What the task requires. Starting at the line below that contains "red roof, the", print each line through the end of the records exactly as it appears.

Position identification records
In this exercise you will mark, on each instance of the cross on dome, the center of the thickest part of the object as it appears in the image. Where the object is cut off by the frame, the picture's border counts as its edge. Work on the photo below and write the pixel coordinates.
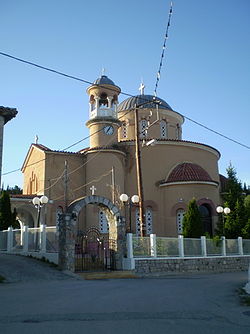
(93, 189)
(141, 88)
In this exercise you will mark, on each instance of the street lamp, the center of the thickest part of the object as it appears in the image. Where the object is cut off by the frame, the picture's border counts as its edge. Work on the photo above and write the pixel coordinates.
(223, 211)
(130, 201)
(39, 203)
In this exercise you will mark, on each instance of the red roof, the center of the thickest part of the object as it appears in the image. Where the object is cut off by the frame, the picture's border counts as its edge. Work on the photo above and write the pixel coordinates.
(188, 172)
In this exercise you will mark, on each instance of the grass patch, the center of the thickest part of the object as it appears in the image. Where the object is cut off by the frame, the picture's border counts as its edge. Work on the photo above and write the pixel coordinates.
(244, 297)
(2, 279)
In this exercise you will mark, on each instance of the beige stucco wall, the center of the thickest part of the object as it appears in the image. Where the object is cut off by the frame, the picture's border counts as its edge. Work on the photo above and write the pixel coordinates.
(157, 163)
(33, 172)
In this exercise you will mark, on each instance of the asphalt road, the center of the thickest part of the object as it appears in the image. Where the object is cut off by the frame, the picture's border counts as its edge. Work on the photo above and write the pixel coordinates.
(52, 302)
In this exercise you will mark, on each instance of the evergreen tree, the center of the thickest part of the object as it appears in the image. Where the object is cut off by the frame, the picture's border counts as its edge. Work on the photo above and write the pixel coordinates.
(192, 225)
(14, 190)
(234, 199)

Result for this exercise.
In this exercise you will mark, on each instance of the red roof, the center of the thickest part of the object as it appears in the image. Where the object is cut off by the frame, the picture's border counts as its edge. Work on the photo above and write the pixel coordinates.
(188, 172)
In this exercise you will mark, on each instance of the grass patch, the center of the thickest part of the object as it appears in the image. Where the object is cut off by the frame, the picture's border counts as its edge. Work on the photo above and write the pixel coordinates.
(244, 297)
(2, 279)
In this exercise you will mark, on each instance of the beige stucco wall, the center of the thickest part of the object as it appears in the image. Where the object is cut off by the frame, the picture's border counts as its edge. Work on the photo above and write the pixel coordinates.
(157, 163)
(33, 172)
In this exercise you will mark, on each instance of the asphalt road, the center of the thickest part of the object as it appears in the image. Where the object is cut off by the frame, the picture's border counts as its edge. Work on the photo above and write the pixel coordinates.
(52, 302)
In this exercise you will mark, on each instance of the evergreen tree, the center of the thickest part of the object as it appears in the image. Where the object is cut off by the frame, the picture's border counts as its edge. Work on the photo above and write the pixel coordinates.
(192, 225)
(14, 190)
(234, 199)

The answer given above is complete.